[INFORMATION PROVIDED]
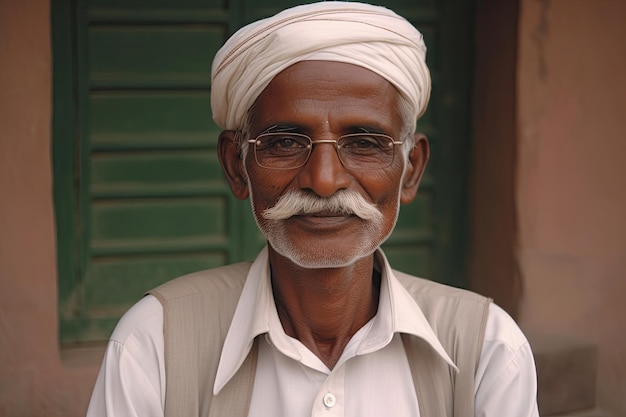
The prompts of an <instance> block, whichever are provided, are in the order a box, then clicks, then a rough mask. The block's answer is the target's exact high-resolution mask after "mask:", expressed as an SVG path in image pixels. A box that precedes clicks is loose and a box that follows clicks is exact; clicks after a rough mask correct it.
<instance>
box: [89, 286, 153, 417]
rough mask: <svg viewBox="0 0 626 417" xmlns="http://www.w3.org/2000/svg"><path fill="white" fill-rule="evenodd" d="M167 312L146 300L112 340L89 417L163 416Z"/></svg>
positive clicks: (132, 311)
mask: <svg viewBox="0 0 626 417" xmlns="http://www.w3.org/2000/svg"><path fill="white" fill-rule="evenodd" d="M163 359H164V355H163V309H162V307H161V304H160V303H159V301H158V300H157V299H156V298H154V297H152V296H147V297H144V298H143V299H142V300H141V301H139V302H138V303H137V304H135V306H133V307H132V308H131V309H130V310H128V312H127V313H126V314H124V316H123V317H122V319H121V320H120V322H119V323H118V324H117V326H116V328H115V330H114V331H113V334H112V335H111V338H110V339H109V342H108V345H107V348H106V351H105V354H104V359H103V361H102V365H101V367H100V372H99V374H98V378H97V380H96V384H95V386H94V390H93V393H92V395H91V401H90V403H89V408H88V410H87V417H163V415H164V412H163V410H164V404H165V366H164V360H163Z"/></svg>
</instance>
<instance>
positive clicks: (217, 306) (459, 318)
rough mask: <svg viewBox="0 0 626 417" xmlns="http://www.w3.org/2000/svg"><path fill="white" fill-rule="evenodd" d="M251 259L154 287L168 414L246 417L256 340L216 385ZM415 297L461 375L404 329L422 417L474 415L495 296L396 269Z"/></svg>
mask: <svg viewBox="0 0 626 417" xmlns="http://www.w3.org/2000/svg"><path fill="white" fill-rule="evenodd" d="M249 268H250V263H240V264H236V265H230V266H226V267H222V268H217V269H212V270H207V271H200V272H196V273H194V274H190V275H186V276H184V277H181V278H178V279H175V280H172V281H170V282H168V283H165V284H163V285H162V286H160V287H158V288H156V289H154V290H152V291H150V292H149V294H152V295H153V296H155V297H156V298H157V299H158V300H159V301H160V302H161V304H162V305H163V312H164V314H163V333H164V338H165V342H164V343H165V373H166V377H167V383H166V385H167V390H166V396H165V416H166V417H198V416H202V417H246V416H247V415H248V409H249V405H250V398H251V395H252V387H253V385H254V378H255V370H256V358H257V341H255V344H254V346H253V348H252V350H251V352H250V354H249V355H248V358H247V359H246V360H245V362H244V364H243V365H242V366H241V368H240V369H239V371H238V372H237V373H236V374H235V376H234V377H233V378H232V379H231V380H230V381H229V382H228V384H226V386H225V387H224V388H223V389H222V391H221V392H220V393H219V395H217V396H213V385H214V383H215V375H216V373H217V366H218V363H219V360H220V355H221V352H222V346H223V344H224V339H225V338H226V333H227V332H228V328H229V326H230V322H231V319H232V317H233V314H234V312H235V308H236V306H237V301H238V300H239V296H240V294H241V290H242V288H243V284H244V282H245V278H246V275H247V273H248V270H249ZM394 274H395V276H396V277H397V278H398V279H399V281H400V282H401V283H402V285H403V286H404V287H405V288H406V289H407V290H408V292H409V293H410V294H411V295H412V296H413V298H414V299H415V301H416V302H417V304H418V305H419V306H420V308H421V310H422V311H423V312H424V315H425V316H426V319H427V320H428V322H429V323H430V325H431V327H432V328H433V330H434V332H435V334H436V335H437V337H438V339H439V340H440V341H441V343H442V345H443V347H444V348H445V349H446V352H447V353H448V355H449V356H450V358H451V359H452V360H453V361H454V363H455V364H456V365H457V367H458V368H459V370H460V373H458V374H457V373H456V372H455V371H454V370H453V369H452V368H451V367H450V366H449V365H448V364H447V363H446V362H445V361H444V360H443V359H441V357H439V356H438V355H437V353H436V352H435V351H434V350H433V349H432V348H431V347H430V345H428V344H427V343H425V342H424V341H423V340H422V339H420V338H418V337H415V336H411V335H407V334H403V335H402V339H403V342H404V346H405V350H406V353H407V358H408V361H409V365H410V368H411V374H412V376H413V381H414V385H415V391H416V394H417V398H418V400H419V401H418V402H419V409H420V414H421V417H448V416H449V417H452V416H454V417H470V416H473V415H474V391H475V390H474V375H475V372H476V368H477V365H478V359H479V357H480V353H481V350H482V344H483V339H484V332H485V325H486V322H487V315H488V310H489V303H490V302H491V300H489V299H487V298H485V297H482V296H479V295H477V294H474V293H471V292H468V291H464V290H460V289H455V288H450V287H447V286H444V285H441V284H437V283H434V282H432V281H427V280H423V279H420V278H415V277H412V276H410V275H407V274H404V273H401V272H398V271H394Z"/></svg>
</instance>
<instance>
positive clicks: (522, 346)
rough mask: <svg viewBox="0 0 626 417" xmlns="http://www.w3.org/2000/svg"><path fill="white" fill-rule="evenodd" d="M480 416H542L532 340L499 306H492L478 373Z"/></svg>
mask: <svg viewBox="0 0 626 417" xmlns="http://www.w3.org/2000/svg"><path fill="white" fill-rule="evenodd" d="M474 415H475V416H476V417H539V412H538V409H537V373H536V370H535V361H534V358H533V354H532V351H531V348H530V345H529V343H528V340H527V339H526V337H525V336H524V334H523V333H522V331H521V330H520V328H519V327H518V326H517V324H516V323H515V322H514V321H513V319H512V318H511V317H510V316H509V315H508V314H507V313H506V312H505V311H504V310H503V309H502V308H500V307H499V306H497V305H495V304H491V306H490V310H489V318H488V320H487V328H486V329H485V341H484V344H483V349H482V352H481V356H480V362H479V365H478V369H477V371H476V393H475V410H474Z"/></svg>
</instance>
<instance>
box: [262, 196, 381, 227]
mask: <svg viewBox="0 0 626 417" xmlns="http://www.w3.org/2000/svg"><path fill="white" fill-rule="evenodd" d="M320 212H331V213H338V214H342V215H351V214H354V215H355V216H358V217H360V218H361V219H363V220H373V221H382V219H383V214H382V212H381V211H380V210H379V209H378V207H376V206H375V205H374V204H372V203H368V202H367V201H366V200H365V199H364V198H363V197H362V196H361V194H359V193H358V192H356V191H351V190H340V191H337V192H336V193H335V194H333V195H331V196H330V197H328V198H322V197H318V196H316V195H315V194H312V193H307V192H302V191H289V192H287V193H286V194H284V195H283V196H282V197H280V198H279V199H278V201H277V202H276V204H275V205H274V207H271V208H268V209H266V210H264V211H263V213H262V215H263V217H264V218H265V219H267V220H285V219H288V218H290V217H293V216H297V215H300V214H315V213H320Z"/></svg>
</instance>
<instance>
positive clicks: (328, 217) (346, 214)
mask: <svg viewBox="0 0 626 417" xmlns="http://www.w3.org/2000/svg"><path fill="white" fill-rule="evenodd" d="M291 219H293V220H295V221H296V222H302V223H305V224H308V225H313V226H316V227H324V226H326V227H329V226H330V227H335V226H338V225H341V224H343V223H346V222H349V221H352V220H353V219H359V220H360V218H359V217H357V216H356V215H354V214H352V213H337V212H317V213H302V214H297V215H295V216H293V217H291Z"/></svg>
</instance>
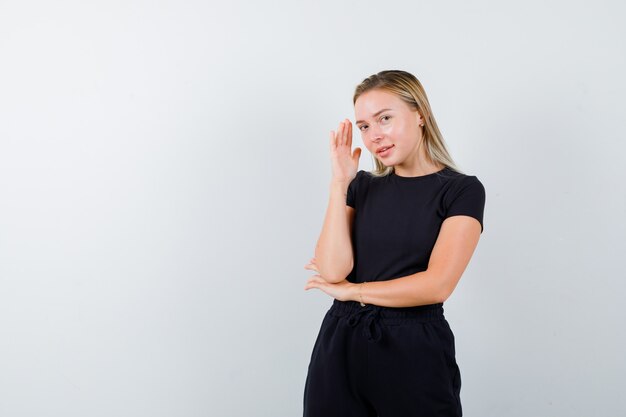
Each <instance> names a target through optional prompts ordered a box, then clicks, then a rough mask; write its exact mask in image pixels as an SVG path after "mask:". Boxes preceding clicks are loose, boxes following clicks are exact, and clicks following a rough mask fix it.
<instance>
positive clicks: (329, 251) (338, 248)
mask: <svg viewBox="0 0 626 417" xmlns="http://www.w3.org/2000/svg"><path fill="white" fill-rule="evenodd" d="M348 185H349V184H348V183H345V182H337V181H331V184H330V198H329V201H328V207H327V209H326V217H325V218H324V225H323V226H322V232H321V234H320V237H319V239H318V241H317V245H316V246H315V259H316V263H317V266H318V269H319V273H320V275H321V276H322V277H323V278H324V279H325V280H326V281H328V282H332V283H336V282H339V281H342V280H344V279H345V278H346V277H347V276H348V274H349V273H350V271H352V268H353V266H354V257H353V252H352V238H351V236H350V224H349V222H348V215H347V213H346V194H347V191H348Z"/></svg>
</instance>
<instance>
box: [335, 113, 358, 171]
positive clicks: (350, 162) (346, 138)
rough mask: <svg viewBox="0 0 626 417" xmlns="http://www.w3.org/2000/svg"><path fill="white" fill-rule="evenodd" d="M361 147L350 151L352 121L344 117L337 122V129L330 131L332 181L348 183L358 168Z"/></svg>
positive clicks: (351, 130) (350, 148)
mask: <svg viewBox="0 0 626 417" xmlns="http://www.w3.org/2000/svg"><path fill="white" fill-rule="evenodd" d="M360 156H361V148H355V149H354V152H352V123H351V122H350V120H348V119H345V120H344V121H342V122H341V123H339V127H338V128H337V131H336V132H335V131H332V130H331V132H330V159H331V162H332V168H333V178H332V180H333V181H337V182H344V183H350V181H352V179H353V178H354V177H355V176H356V173H357V171H358V168H359V157H360Z"/></svg>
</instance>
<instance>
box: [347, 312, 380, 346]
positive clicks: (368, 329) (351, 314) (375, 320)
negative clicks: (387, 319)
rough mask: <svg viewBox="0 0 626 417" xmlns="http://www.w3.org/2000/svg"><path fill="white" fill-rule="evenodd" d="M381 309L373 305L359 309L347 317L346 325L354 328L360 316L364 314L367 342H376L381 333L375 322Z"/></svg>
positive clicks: (379, 329)
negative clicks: (364, 317) (347, 323)
mask: <svg viewBox="0 0 626 417" xmlns="http://www.w3.org/2000/svg"><path fill="white" fill-rule="evenodd" d="M381 310H382V308H381V307H380V306H375V305H371V304H369V305H367V307H359V308H358V309H357V310H356V311H355V312H354V313H352V314H350V316H349V317H348V324H349V325H350V326H352V327H356V325H357V324H359V320H360V319H361V316H362V315H364V314H365V335H366V336H367V341H368V342H378V341H379V340H380V338H381V336H382V331H381V329H380V326H379V324H378V321H377V320H376V319H377V318H378V316H379V314H380V311H381Z"/></svg>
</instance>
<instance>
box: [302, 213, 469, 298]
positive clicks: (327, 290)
mask: <svg viewBox="0 0 626 417" xmlns="http://www.w3.org/2000/svg"><path fill="white" fill-rule="evenodd" d="M480 230H481V227H480V222H479V221H478V220H476V219H474V218H473V217H470V216H463V215H457V216H452V217H449V218H447V219H446V220H444V222H443V223H442V225H441V230H440V231H439V236H438V237H437V241H436V242H435V246H434V248H433V251H432V253H431V256H430V260H429V262H428V268H427V269H426V271H423V272H418V273H416V274H412V275H407V276H405V277H400V278H396V279H391V280H388V281H378V282H367V283H365V284H354V283H351V282H348V281H341V282H338V283H336V284H331V283H328V282H327V281H325V280H324V279H323V278H322V277H321V276H320V275H321V274H320V275H315V276H313V277H311V278H310V279H309V281H308V282H307V285H306V286H305V289H306V290H308V289H310V288H318V289H320V290H322V291H324V292H326V293H327V294H329V295H330V296H332V297H334V298H336V299H338V300H340V301H349V300H352V301H361V300H362V302H363V303H365V304H373V305H378V306H385V307H411V306H419V305H425V304H435V303H442V302H444V301H446V300H447V299H448V297H450V295H451V294H452V292H453V291H454V289H455V288H456V286H457V284H458V282H459V280H460V279H461V275H463V272H464V271H465V269H466V267H467V265H468V264H469V261H470V259H471V257H472V255H473V253H474V250H475V249H476V246H477V245H478V240H479V238H480ZM315 266H316V265H315V263H314V262H313V263H312V264H309V266H307V269H312V270H316V269H315ZM317 271H319V269H317ZM322 276H323V275H322ZM360 278H362V279H364V280H365V281H367V277H360Z"/></svg>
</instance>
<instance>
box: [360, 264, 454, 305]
mask: <svg viewBox="0 0 626 417" xmlns="http://www.w3.org/2000/svg"><path fill="white" fill-rule="evenodd" d="M440 281H441V280H436V279H434V277H433V276H432V273H429V272H428V271H423V272H418V273H415V274H412V275H407V276H405V277H401V278H395V279H390V280H387V281H374V282H366V283H364V284H363V283H360V284H354V285H353V286H352V291H351V294H350V296H349V299H350V300H352V301H359V302H361V301H362V302H363V303H364V304H373V305H377V306H384V307H412V306H420V305H426V304H436V303H442V302H444V301H445V299H446V298H447V297H446V296H445V295H444V294H445V291H444V288H443V287H442V285H441V283H440Z"/></svg>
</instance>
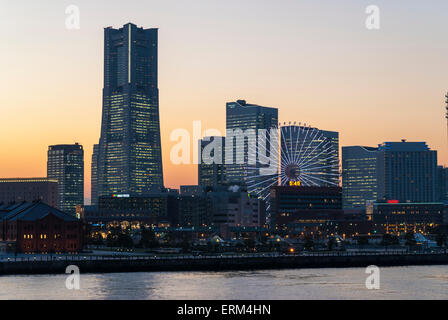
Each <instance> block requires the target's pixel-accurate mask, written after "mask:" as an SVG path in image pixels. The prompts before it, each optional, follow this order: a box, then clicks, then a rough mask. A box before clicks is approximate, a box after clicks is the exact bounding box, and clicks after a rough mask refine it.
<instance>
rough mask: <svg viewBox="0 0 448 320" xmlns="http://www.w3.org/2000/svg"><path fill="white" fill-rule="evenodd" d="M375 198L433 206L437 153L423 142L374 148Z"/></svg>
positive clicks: (390, 144)
mask: <svg viewBox="0 0 448 320" xmlns="http://www.w3.org/2000/svg"><path fill="white" fill-rule="evenodd" d="M377 170H378V198H379V199H384V200H398V201H400V202H433V201H435V200H436V198H437V191H436V186H437V151H434V150H430V148H429V147H428V145H427V144H426V143H425V142H406V140H402V141H401V142H384V143H383V144H381V145H380V146H379V148H378V166H377Z"/></svg>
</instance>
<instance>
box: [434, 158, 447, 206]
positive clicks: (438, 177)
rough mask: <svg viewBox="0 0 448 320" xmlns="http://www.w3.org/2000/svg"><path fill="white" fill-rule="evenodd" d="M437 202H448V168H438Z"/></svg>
mask: <svg viewBox="0 0 448 320" xmlns="http://www.w3.org/2000/svg"><path fill="white" fill-rule="evenodd" d="M437 201H448V168H445V167H443V166H438V167H437Z"/></svg>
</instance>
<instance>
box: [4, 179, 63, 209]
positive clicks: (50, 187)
mask: <svg viewBox="0 0 448 320" xmlns="http://www.w3.org/2000/svg"><path fill="white" fill-rule="evenodd" d="M36 200H39V201H41V202H44V203H46V204H48V205H50V206H52V207H57V206H58V181H57V180H56V179H48V178H16V179H0V203H3V204H9V203H21V202H24V201H27V202H33V201H36Z"/></svg>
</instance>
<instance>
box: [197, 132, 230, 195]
mask: <svg viewBox="0 0 448 320" xmlns="http://www.w3.org/2000/svg"><path fill="white" fill-rule="evenodd" d="M199 150H201V153H200V155H201V159H202V161H200V162H199V164H198V184H199V185H200V186H202V187H217V186H223V185H225V184H226V167H225V164H224V160H225V152H224V151H225V138H224V137H205V138H203V139H202V140H199Z"/></svg>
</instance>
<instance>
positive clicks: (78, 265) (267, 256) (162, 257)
mask: <svg viewBox="0 0 448 320" xmlns="http://www.w3.org/2000/svg"><path fill="white" fill-rule="evenodd" d="M444 264H448V254H447V253H446V251H442V250H433V251H429V252H403V251H372V252H367V251H363V252H301V253H297V254H282V253H256V254H213V255H188V254H186V255H171V256H156V255H118V254H117V255H105V254H102V255H92V254H90V255H87V254H86V255H82V254H80V255H61V256H57V255H36V256H33V255H26V256H19V257H10V256H9V257H6V258H5V257H4V258H3V259H2V260H0V275H8V274H62V273H65V269H66V267H67V266H69V265H76V266H78V267H79V268H80V271H81V272H82V273H109V272H159V271H226V270H229V271H230V270H262V269H294V268H350V267H367V266H369V265H376V266H407V265H444Z"/></svg>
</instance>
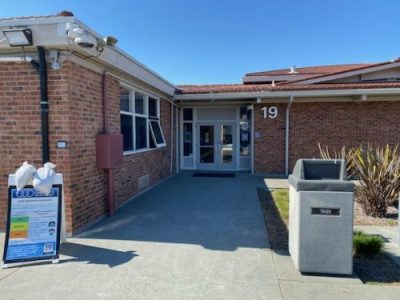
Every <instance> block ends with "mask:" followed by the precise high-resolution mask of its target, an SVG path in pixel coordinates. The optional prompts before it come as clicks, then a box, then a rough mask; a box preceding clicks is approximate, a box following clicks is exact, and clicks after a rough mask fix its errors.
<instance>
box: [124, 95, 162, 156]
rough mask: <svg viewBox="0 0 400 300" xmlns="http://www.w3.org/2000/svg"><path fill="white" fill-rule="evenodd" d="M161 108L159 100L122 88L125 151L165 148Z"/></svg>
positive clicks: (146, 95) (159, 100)
mask: <svg viewBox="0 0 400 300" xmlns="http://www.w3.org/2000/svg"><path fill="white" fill-rule="evenodd" d="M159 107H160V100H159V99H156V98H154V97H151V96H148V95H146V94H145V93H142V92H138V91H135V90H130V89H128V88H125V87H121V89H120V120H121V133H122V135H123V142H124V148H123V149H124V151H135V150H146V149H151V148H160V147H163V146H165V139H164V135H163V132H162V128H161V124H160V109H159Z"/></svg>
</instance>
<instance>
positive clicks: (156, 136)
mask: <svg viewBox="0 0 400 300" xmlns="http://www.w3.org/2000/svg"><path fill="white" fill-rule="evenodd" d="M150 125H151V128H152V130H153V134H154V138H155V142H156V144H157V145H159V144H164V143H165V142H164V138H163V136H162V132H161V127H160V123H159V122H158V121H150Z"/></svg>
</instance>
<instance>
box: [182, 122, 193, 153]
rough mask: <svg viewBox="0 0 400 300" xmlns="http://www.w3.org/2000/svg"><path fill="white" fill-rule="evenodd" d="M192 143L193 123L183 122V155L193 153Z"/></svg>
mask: <svg viewBox="0 0 400 300" xmlns="http://www.w3.org/2000/svg"><path fill="white" fill-rule="evenodd" d="M192 143H193V124H192V123H183V155H184V156H190V155H192V152H193V150H192Z"/></svg>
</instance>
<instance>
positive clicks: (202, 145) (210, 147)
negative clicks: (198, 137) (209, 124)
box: [199, 125, 215, 165]
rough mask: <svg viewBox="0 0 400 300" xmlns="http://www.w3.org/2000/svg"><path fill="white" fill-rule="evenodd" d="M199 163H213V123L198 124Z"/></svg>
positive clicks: (202, 163)
mask: <svg viewBox="0 0 400 300" xmlns="http://www.w3.org/2000/svg"><path fill="white" fill-rule="evenodd" d="M199 127H200V134H199V138H200V143H199V147H200V151H199V152H200V153H199V154H200V155H199V159H200V163H201V164H205V165H212V164H214V163H215V135H214V131H215V130H214V125H200V126H199Z"/></svg>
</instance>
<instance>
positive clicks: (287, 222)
mask: <svg viewBox="0 0 400 300" xmlns="http://www.w3.org/2000/svg"><path fill="white" fill-rule="evenodd" d="M272 200H273V201H274V202H275V205H276V207H277V208H278V211H279V214H280V215H281V218H282V219H283V220H284V221H285V223H286V224H288V222H289V190H287V189H278V190H273V191H272Z"/></svg>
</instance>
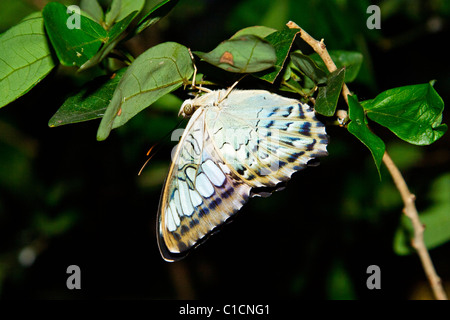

[ACTION ITEM] A line belongs in the answer if it contains the word "Each"; copy every such line from the data above.

[RESPONSE AREA]
Each <instance> names a target through optional prompts ordered a box, then clicks, then a rough mask; write its exact mask in image pixels as an SVG path after "mask:". Boxes preceding clicks are loose, boxes following clicks are exact, and clicks following a rough mask fix it.
Each <instance> block requires the target's pixel-accurate mask, written after "mask:" as an SVG path in image pixels. The prompts before it, each optional, follow this order: a box, then clicks, then a rough mask. A box before clicks is approximate, a box after clicks is the exact bounding box, and clicks after a rough mask refine it.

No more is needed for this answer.